Position annotation records
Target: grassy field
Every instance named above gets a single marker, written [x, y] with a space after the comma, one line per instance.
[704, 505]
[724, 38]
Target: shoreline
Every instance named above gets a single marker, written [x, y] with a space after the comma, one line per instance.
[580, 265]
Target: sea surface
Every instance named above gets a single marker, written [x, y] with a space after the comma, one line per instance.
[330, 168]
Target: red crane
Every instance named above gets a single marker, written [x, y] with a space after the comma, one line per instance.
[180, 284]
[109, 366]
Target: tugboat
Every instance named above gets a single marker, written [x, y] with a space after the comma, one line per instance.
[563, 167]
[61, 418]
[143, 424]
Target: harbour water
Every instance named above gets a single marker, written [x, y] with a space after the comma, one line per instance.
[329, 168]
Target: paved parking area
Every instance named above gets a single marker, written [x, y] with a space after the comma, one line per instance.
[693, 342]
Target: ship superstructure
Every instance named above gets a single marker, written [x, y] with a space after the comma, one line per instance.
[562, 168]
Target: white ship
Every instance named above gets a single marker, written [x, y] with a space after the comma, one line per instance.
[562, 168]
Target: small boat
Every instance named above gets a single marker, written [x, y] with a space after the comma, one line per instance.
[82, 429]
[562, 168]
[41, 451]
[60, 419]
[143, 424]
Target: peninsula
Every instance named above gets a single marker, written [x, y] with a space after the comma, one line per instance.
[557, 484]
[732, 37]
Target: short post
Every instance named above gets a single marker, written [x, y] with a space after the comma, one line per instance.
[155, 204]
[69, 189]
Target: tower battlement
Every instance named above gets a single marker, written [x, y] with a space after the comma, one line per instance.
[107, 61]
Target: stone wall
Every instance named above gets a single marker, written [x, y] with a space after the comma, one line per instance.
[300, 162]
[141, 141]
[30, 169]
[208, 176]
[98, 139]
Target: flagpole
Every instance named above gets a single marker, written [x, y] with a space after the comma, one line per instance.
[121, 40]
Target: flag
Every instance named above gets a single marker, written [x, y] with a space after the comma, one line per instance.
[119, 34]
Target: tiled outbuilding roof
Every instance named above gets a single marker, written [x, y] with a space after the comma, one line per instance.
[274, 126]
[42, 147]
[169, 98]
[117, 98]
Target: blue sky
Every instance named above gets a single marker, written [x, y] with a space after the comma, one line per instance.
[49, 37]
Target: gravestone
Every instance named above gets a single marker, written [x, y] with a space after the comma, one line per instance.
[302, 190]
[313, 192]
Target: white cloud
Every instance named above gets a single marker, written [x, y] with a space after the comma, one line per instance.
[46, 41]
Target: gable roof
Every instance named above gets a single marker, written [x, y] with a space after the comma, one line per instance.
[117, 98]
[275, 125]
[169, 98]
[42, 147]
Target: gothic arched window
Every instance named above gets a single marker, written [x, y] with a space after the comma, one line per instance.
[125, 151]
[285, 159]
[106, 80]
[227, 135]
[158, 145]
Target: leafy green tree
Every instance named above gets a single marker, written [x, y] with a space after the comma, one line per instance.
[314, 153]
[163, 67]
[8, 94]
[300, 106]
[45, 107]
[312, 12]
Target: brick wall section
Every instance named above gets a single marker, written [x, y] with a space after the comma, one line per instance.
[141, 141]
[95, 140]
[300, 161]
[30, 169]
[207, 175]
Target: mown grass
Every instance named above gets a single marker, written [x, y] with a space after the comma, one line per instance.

> [The exercise]
Rewrite all of the items above, changing "single marker" to "single point" and leaving everything else as it is.

> [The output]
Target: grassy field
Every instance named above gets a single point, written [x, y] with a space after the comma, one line per instance.
[704, 505]
[724, 38]
Target: shoreline
Every instance named above gets a single point, written [x, y] with a space after the comma, one line per instance.
[580, 265]
Target: sea surface
Every instance named above gets a single point, written [x, y] with a space after the comma, one line per instance.
[330, 168]
Target: red crane
Every instance named above gets a single point, written [x, y] with a space after the comma, one line per instance.
[180, 284]
[109, 366]
Target: tugboat
Every instance named above gets a single point, written [x, y] with a space after the comma, one line per instance.
[563, 167]
[61, 418]
[143, 424]
Target: harbour water
Every instance named above gets a single point, written [x, y] with a space after the comma, one line per instance.
[329, 168]
Target: paved parking area
Every instance named above gets a single point, written [x, y] with a space after the comma, one line per instance.
[693, 342]
Target: ship superstructure
Every instance named above gets a single point, written [x, y] with a space after the comma, one line per instance.
[562, 168]
Target: white ship
Every instance named above gets a single point, written [x, y] with a space after the comma, one line per instance.
[562, 168]
Target: small boat
Every instance named above gets a single point, written [x, y] with a space after the comma, one line per instance.
[82, 429]
[562, 168]
[41, 451]
[60, 419]
[143, 424]
Target: peninsula
Every instance named above gets a single point, written [x, y] with a space after the comma, one line per instance.
[557, 484]
[732, 37]
Target: short post
Every instance named above gets a single point, written [x, y] with a space after the comma, one line per instance.
[155, 204]
[69, 189]
Target: tower battlement
Every instance named above gets a single point, written [x, y] with a space after the comma, one line per instance.
[107, 61]
Target: stone wall
Every instance named above gets a single point, written [x, y] with a space after the comma, one line per instance.
[300, 162]
[141, 141]
[30, 169]
[208, 176]
[98, 139]
Target: flagpole
Every instance named above gets a single point, written [x, y] with a space after the comma, one line per instance.
[121, 40]
Target: flag
Every instance named above gets a single point, written [x, y] with a space after the comma, one line per instance.
[119, 34]
Target: tiled outbuilding roof
Every instance named above gets a single point, written [x, y] with a space after the comma, one line per instance.
[274, 126]
[42, 147]
[169, 98]
[117, 98]
Target: blue sky
Every instance named above gets a single point, written [x, y] with a space after the comma, one line per instance.
[49, 37]
Target: gravestone
Every instance named above gets a single point, written [x, y] with a space after the comma, one line per instance.
[302, 190]
[313, 192]
Target: white cloud
Every instance named above gets a single point, written [x, y] with a space after the comma, one line per instance.
[46, 41]
Target: gable roof
Every instance named above gets a single point, written [x, y] with a space after the comma, one line per instance.
[117, 98]
[275, 125]
[169, 98]
[42, 147]
Target: gothic arched window
Every instance named above gets a single point, written [x, y] with a space after the comma, one line per instance.
[125, 151]
[285, 159]
[106, 80]
[227, 135]
[158, 145]
Target: leafy green tree
Every instance named above gets a single point, written [x, y] with a space after the comma, one line per instance.
[314, 153]
[163, 67]
[8, 94]
[300, 106]
[45, 107]
[312, 12]
Target: brick wall section
Every instance named above gets a single point, written [x, y] with a space after the comma, one line per instance.
[141, 141]
[95, 140]
[300, 161]
[30, 169]
[207, 175]
Target: mown grass
Every instance named above gets a single point, written [x, y] with a space after the comma, one line per instance.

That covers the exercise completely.